## SUPPLIED TEXT

Roger Brannen is getting ready to take his medicine. It’s a little more involved than some people might be used to. He has to set up his own IV. But Brannen is used to things not being simple at this point. Just over two years ago he got some news that left him shell shocked.
“I always describe it as a bomb going off when I got that diagnosis,” Brannen said.
If anyone would know what that’s like, it’s Brannen. He was in the U.S. Marine Corps for 28 years and served tours in both Afghanistan and Iraq. So when he found out he was diagnosed with amyotrophic lateral sclerosis, also known as ALS, he thought it was a pretty good metaphor.
“You’re processing a lot, like when a bomb goes off, you’re getting that concussion hitting you and you have go react because you don’t know where it came from a lot of the time so you’re trying to make sure the other ones around you are OK but then you also got to make sure that you’re OK,” Brannen said.
But he says the diagnosis wasn’t the hardest part. It was telling his kids.
“That was the biggest issue to me, trying to explain to my kids that daddy’s not gonna die in two to five years. My son asks me every day, 'you feel better today?' And I’m like, today’s better than yesterday, but I’m still getting up and living,” Brannen said.
And that’s one of the reasons Brannen likes to spend time playing video games with his son.
“This is what he loves to do, so I have to do something with him to get us closer,” Brannen said.
Some time for just the two of them, so they can talk, relax and have fun.
But gripping the controller is hard as his muscles and nerves start to degenerate.
“The average person probably cramps up once a month, I cramp up more than 20 times a day,” Brannen said.
Enter the new adaptive controller from Microsoft.
It's much bigger and customizable. Brannen uses foot pedals to give his hands a break.
Leif Nelson, who runs the National Veterans Sports Programs for the U.S. Department of Veteran Affairs, thinks the controller is about more than just gaming.
“It’s allowing veterans to connect with each other and, you know, it’s also allowing folks to be able to connect with their friends and their families,” Nelson said.
“Once they get in the groove, it’s really cool to see them getting in the flow,” said Colleen Virzi, who is a recreation therapist at the VA.
She works with Brannen and other veterans. Sometimes her job means “training” vets on how to use the controller.
“Their disability kind of goes away and they’re able to play just like their peers," Virzi said.
“You have the ability to sort of rekindle the camaraderie. There’s trash talking involved, there’s competition involved and these sorts of things are what drive us, we’re finding it’s something that drives our veterans,” Nelson said.
The controller gives Brannen an avenue to strengthen his relationship with his son. He hopes they have a lot more gaming to do.
“I’m gonna live another 30 years and fight for my life," Brannen said, "just like the 28 years I served fighting for my country.”

## SUPPLIED DATA
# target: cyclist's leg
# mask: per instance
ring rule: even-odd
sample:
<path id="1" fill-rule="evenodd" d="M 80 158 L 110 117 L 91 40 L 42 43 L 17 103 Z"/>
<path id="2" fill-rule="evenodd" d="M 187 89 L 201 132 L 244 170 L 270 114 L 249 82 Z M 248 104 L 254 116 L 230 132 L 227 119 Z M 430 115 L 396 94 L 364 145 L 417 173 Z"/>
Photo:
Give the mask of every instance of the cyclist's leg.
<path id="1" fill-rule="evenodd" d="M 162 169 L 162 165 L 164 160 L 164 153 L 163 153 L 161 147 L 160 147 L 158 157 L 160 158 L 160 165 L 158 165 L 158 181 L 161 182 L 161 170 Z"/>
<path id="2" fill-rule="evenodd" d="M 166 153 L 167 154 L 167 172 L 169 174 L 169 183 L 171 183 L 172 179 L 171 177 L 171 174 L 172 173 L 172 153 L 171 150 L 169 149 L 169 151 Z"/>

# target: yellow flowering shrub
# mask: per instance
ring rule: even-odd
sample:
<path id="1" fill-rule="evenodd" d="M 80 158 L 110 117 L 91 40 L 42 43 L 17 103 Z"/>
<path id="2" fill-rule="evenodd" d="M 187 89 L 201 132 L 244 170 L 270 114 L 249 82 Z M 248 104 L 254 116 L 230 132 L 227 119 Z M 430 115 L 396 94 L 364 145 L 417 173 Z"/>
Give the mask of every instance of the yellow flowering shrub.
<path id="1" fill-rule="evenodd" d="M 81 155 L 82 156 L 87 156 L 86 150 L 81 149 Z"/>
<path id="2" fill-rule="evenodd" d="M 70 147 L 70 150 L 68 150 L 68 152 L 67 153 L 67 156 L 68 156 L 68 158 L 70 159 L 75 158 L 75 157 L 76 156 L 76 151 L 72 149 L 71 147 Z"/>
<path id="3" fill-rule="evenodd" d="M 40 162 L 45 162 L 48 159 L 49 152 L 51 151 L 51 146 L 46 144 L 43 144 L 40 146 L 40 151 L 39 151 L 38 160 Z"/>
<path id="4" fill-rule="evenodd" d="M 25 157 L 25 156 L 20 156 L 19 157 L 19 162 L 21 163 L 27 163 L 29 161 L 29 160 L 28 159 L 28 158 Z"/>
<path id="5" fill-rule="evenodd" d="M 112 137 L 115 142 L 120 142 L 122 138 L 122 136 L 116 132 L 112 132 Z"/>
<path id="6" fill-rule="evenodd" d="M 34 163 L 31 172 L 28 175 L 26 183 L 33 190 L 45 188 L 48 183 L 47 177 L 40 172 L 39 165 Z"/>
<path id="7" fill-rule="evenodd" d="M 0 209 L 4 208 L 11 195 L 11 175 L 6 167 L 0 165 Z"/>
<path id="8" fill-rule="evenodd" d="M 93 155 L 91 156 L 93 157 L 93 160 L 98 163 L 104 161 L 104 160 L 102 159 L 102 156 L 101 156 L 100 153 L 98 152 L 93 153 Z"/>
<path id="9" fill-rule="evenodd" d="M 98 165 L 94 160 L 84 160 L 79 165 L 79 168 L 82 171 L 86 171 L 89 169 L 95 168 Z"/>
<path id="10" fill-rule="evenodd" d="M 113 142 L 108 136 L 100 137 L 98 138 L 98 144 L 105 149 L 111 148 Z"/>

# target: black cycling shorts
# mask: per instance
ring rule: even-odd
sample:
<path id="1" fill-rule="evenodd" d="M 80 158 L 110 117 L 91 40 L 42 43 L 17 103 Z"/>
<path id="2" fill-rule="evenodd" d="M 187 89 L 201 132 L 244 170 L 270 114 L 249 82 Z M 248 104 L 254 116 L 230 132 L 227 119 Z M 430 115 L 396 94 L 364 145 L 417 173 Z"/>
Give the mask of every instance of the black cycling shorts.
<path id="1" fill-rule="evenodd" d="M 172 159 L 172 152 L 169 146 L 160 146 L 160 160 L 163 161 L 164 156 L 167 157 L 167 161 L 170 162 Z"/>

## TASK REQUIREMENTS
Revise the article from "Some time for" up to and including "than just gaming.", putting "foot switches" in place of "foot pedals". The rows have no connection to the article.

## TASK OUTPUT
Some time for just the two of them, so they can talk, relax and have fun.
But gripping the controller is hard as his muscles and nerves start to degenerate.
“The average person probably cramps up once a month, I cramp up more than 20 times a day,” Brannen said.
Enter the new adaptive controller from Microsoft.
It's much bigger and customizable. Brannen uses foot switches to give his hands a break.
Leif Nelson, who runs the National Veterans Sports Programs for the U.S. Department of Veteran Affairs, thinks the controller is about more than just gaming.